─── PASSAGE PROVIDED

Three. The people who do hold this capability, if anyone does, are not signaling. Operationally, they cannot. Once they signal, every adversary’s encrypted backlog gets airgapped or rotated. The default state of a working CRQC, if one already exists, is silence. “We’re not there yet” is consistent with both worlds — we are not there yet, and we are there and choosing not to say. If you bet on the announcement, you’re betting the wrong direction.
Put those three together honestly and “we have years” stops being a forecast. It becomes a hope. I am not willing to design a monetary system around a hope.
That’s the window. It might already be closed and we wouldn’t necessarily know.
The decision
The decision I made three years ago, and that the rest of this series unpacks, is the one most projects defer: treat post-quantum resilience as a property of the whole stack, not a future migration.
This is unpopular for a reason. PQ primitives are slower, larger, less battle-tested, and more annoying to integrate. They eat block space. They make wallets harder to write. They make every elegant cryptographic shortcut twice as hard. People put them off because the deadline is hypothetical, the cost is real, and the next-quarter incentives reward shipping today.
The trade looks different if you take seriously that the deadline is not hypothetical, and that if the wrong week arrives, every signature you ever produced is retroactively reversible. Which is to say: every commitment you ever made, every payment, every proof of compliance, every privacy guarantee. All of it back on the table, retroactively, at the speed of whoever is decrypting first.
You don’t migrate out of that. You design around it from the start.
Here is the honest version of how far that gets you, today, April 2026.

──────
─── GIVEN ENTRIES

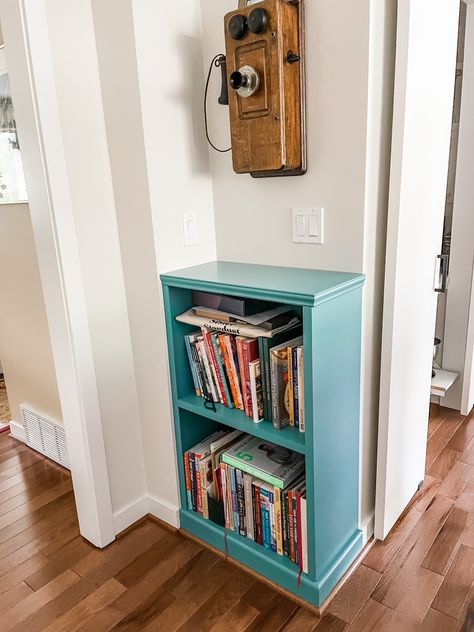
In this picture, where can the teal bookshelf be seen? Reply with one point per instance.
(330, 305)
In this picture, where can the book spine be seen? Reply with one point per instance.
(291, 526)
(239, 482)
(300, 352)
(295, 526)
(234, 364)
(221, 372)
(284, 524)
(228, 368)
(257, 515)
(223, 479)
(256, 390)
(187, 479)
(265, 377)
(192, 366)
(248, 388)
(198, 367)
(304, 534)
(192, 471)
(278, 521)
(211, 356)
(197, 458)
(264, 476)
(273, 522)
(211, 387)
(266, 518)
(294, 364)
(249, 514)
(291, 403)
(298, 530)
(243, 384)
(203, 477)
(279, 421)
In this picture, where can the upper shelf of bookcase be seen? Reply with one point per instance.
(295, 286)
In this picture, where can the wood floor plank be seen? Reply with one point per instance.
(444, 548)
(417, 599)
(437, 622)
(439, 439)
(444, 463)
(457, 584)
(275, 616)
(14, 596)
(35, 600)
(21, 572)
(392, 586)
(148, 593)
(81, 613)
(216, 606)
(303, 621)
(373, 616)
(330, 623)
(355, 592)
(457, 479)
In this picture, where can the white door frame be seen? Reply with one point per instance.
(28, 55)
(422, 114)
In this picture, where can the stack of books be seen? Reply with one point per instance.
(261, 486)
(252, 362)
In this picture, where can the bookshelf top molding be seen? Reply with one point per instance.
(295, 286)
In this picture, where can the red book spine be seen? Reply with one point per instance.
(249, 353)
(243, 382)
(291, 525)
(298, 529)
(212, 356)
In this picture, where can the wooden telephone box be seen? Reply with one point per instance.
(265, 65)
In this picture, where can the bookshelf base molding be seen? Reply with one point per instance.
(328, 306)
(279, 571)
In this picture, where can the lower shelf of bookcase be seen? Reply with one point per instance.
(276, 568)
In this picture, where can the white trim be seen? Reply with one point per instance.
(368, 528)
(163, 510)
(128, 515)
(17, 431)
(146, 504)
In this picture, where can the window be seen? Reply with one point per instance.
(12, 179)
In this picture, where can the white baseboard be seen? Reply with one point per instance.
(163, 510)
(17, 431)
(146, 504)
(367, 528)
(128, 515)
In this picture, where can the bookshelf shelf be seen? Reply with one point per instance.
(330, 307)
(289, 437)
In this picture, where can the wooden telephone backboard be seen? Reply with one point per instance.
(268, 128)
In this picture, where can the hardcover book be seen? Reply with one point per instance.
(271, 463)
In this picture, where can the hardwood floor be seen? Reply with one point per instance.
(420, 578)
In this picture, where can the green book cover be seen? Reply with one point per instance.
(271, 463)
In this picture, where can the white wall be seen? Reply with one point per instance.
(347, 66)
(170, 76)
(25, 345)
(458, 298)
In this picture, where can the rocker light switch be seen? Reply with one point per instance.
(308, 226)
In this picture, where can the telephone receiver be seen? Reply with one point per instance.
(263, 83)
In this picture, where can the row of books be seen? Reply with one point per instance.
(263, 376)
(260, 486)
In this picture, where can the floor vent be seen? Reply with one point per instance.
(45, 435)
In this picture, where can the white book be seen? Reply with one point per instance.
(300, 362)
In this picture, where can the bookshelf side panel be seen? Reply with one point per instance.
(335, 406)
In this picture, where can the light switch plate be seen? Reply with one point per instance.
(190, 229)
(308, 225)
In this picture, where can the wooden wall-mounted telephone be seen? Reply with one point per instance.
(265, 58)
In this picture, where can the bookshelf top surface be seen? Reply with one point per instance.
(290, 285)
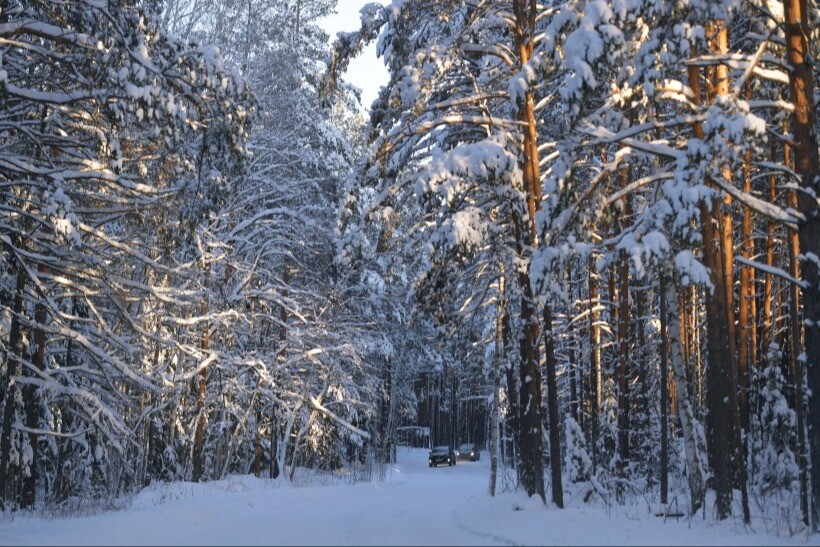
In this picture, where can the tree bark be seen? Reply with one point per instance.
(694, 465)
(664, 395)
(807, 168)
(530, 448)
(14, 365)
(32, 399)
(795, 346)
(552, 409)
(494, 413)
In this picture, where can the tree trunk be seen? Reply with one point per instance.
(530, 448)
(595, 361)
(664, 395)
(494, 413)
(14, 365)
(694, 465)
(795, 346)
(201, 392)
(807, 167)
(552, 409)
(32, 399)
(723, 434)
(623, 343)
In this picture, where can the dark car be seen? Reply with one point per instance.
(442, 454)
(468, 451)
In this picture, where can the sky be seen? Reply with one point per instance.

──────

EXERCISE GOAL: Summarize the passage on post-quantum resilience above in two sentences.

TASK SOLUTION: Since anyone holding a working CRQC would stay silent, the claim that "we have years" is only a hope, and the window might already be closed without anyone knowing. The author therefore decided three years ago to build post-quantum resilience into the whole stack from the start rather than defer it as a future migration, even though PQ primitives are slower, larger, less battle-tested, and harder to integrate.